The task: Switch every "marker" in the entries below to "pin", and reproduce them with nothing else altered.

___ Supplied material ___

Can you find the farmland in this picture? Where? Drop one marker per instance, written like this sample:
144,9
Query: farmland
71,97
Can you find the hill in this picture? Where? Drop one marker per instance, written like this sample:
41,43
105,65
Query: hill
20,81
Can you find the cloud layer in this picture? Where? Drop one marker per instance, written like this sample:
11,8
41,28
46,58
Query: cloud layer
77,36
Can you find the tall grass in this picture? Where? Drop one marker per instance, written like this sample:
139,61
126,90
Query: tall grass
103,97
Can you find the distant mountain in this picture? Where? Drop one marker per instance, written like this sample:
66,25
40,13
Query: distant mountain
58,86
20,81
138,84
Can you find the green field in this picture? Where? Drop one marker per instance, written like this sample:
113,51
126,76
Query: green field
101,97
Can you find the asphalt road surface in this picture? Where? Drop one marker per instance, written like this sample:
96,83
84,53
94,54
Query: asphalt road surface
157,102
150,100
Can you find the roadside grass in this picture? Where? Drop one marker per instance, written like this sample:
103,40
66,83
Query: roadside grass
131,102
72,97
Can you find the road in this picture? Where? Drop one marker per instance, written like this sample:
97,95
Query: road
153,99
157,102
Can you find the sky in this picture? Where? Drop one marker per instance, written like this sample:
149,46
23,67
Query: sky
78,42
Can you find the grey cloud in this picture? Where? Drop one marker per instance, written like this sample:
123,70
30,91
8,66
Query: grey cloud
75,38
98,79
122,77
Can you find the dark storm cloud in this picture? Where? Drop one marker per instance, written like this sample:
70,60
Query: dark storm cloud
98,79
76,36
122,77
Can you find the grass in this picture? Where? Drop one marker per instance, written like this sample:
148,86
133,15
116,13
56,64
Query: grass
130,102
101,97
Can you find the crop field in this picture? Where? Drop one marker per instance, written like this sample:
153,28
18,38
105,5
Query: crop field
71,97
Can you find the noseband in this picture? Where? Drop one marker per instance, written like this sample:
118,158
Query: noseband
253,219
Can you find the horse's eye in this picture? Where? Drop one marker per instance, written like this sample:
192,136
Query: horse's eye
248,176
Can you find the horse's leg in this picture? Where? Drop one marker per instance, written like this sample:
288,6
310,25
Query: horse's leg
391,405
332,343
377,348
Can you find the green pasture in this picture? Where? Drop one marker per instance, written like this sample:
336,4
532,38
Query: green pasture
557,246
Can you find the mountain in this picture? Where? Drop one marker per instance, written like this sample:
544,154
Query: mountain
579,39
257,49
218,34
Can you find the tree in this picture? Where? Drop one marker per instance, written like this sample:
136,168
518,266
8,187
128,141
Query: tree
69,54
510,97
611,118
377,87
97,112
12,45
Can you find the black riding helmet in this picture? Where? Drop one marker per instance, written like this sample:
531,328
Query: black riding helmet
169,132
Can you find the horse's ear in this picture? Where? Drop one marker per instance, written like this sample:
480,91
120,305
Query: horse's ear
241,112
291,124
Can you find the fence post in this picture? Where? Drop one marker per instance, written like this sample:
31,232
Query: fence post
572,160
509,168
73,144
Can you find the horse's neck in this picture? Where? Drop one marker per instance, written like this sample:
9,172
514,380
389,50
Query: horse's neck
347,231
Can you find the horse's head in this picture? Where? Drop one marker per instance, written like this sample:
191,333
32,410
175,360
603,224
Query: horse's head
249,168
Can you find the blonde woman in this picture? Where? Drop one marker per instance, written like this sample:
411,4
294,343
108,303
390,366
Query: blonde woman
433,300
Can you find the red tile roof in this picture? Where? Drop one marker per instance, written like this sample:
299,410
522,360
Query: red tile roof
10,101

___

Reply:
Can you find the farmland in this picture? Where? Drop one pin per instance, written like this sample:
144,9
Query: farmland
71,97
Can you find the hill in this picture? Where? Drop one pin per instance, written like this sample:
41,43
105,65
Query: hill
20,81
Can you find the cloud layer in this picture? Where? Drop one pin per instance, written like this sample:
11,8
41,28
46,58
Query: cloud layer
77,36
Can you find the tall grass in this picture? Where? Drop one pin per instance, written like this sample:
139,61
126,90
Query: tall grass
103,97
Can you find the distant mountain in this picture? Where? Drop one pin per instance, written like this sample:
66,25
40,13
Query: distant mountain
58,86
20,81
138,84
Can you find the green field in this picture? Where? Drop one pin per instance, written like this sample:
113,51
126,76
Query: green field
101,97
Can you find the asphalt road surface in this picture? Where? Drop one pin per instance, written like this sample:
96,83
84,53
94,54
Query: asphalt road surface
157,102
150,100
Can you find the roadside grass in this picture? Where? Drop one pin per instance, written like this sample:
103,40
66,83
Query: roadside grass
131,102
72,97
Can you find the road in this picture? Where? Drop one pin per instance, written like this sample:
97,95
Query: road
153,99
157,102
Can you find the sky in this picture? Where? Drop one pin per instance, written like this sample:
149,46
23,67
Query: sky
78,42
Can you find the grey cloud in this picture? Where? Drop one pin per instance, written like this sample:
123,70
30,91
8,66
Query: grey cloud
75,38
98,79
122,77
Can you find the dark storm cloud in this picture? Where? Drop one pin per instance, written like this sample:
70,60
Query: dark storm cloud
98,79
76,36
122,77
Can you find the grass in this picture? Where? Drop one pin per instance, written like this sample:
148,86
133,15
116,13
56,64
Query: grass
130,102
101,97
Can you find the crop field in this picture? Where? Drop one pin per instance, written like this sample:
153,28
18,38
105,5
Query: crop field
71,97
Can you find the noseband in this picture? Where? Drop one pin per instance, written like this sample:
118,158
Query: noseband
253,219
Can you find the horse's eye in this picture? Where? Drop one pin per instance, written like this sample:
192,136
Query: horse's eye
248,176
Can you find the horse's leg in this picture? Where? Drop one pin per instance, written like this sample:
288,6
310,25
Query: horse's leg
391,405
332,343
377,348
Can you find the green pasture in this picture? Where? Drop one pin per instance, written like this sample:
336,4
532,38
Query: green pasture
557,246
Can you find the mountain in this picture? Where? Drop one pin per instance, written like this sample:
544,154
Query: mountain
579,39
257,49
218,34
Can you find the tree in this picture? Where? Drop one pin per instance, written like this sample:
136,168
518,266
8,187
128,141
Query: tree
69,54
510,97
611,118
377,87
97,112
12,45
Can you find the black riding helmet in this picture? Where? Drop one pin per instance, written like this sample:
531,328
Query: black riding helmet
169,132
Can you find the horse's ear in this picture? Where? Drop one pin per instance, written like this sample:
480,91
120,305
Query: horse's ear
241,112
291,124
Can you find the fence post in this picture? Where? Drop one pin per instance, written like this sample:
31,232
Query: fence post
572,160
509,168
73,144
Can you find the horse's neck in this picture? Where? Drop one pin per instance, written like this sample:
9,172
514,380
389,50
Query: horse's neck
347,231
Can you find the horse's head in this picture? Where? Drop one pin per instance, written like this sample:
191,333
32,410
175,360
603,224
Query: horse's head
249,168
Can you find the blonde woman in this picture? Where? Drop one pin per instance, written like this sample:
411,4
294,343
108,303
390,366
Query: blonde woman
433,300
Can you find the red tile roof in this picture? Where? Drop one pin per instance, written like this sample:
299,410
522,360
Query: red tile roof
10,101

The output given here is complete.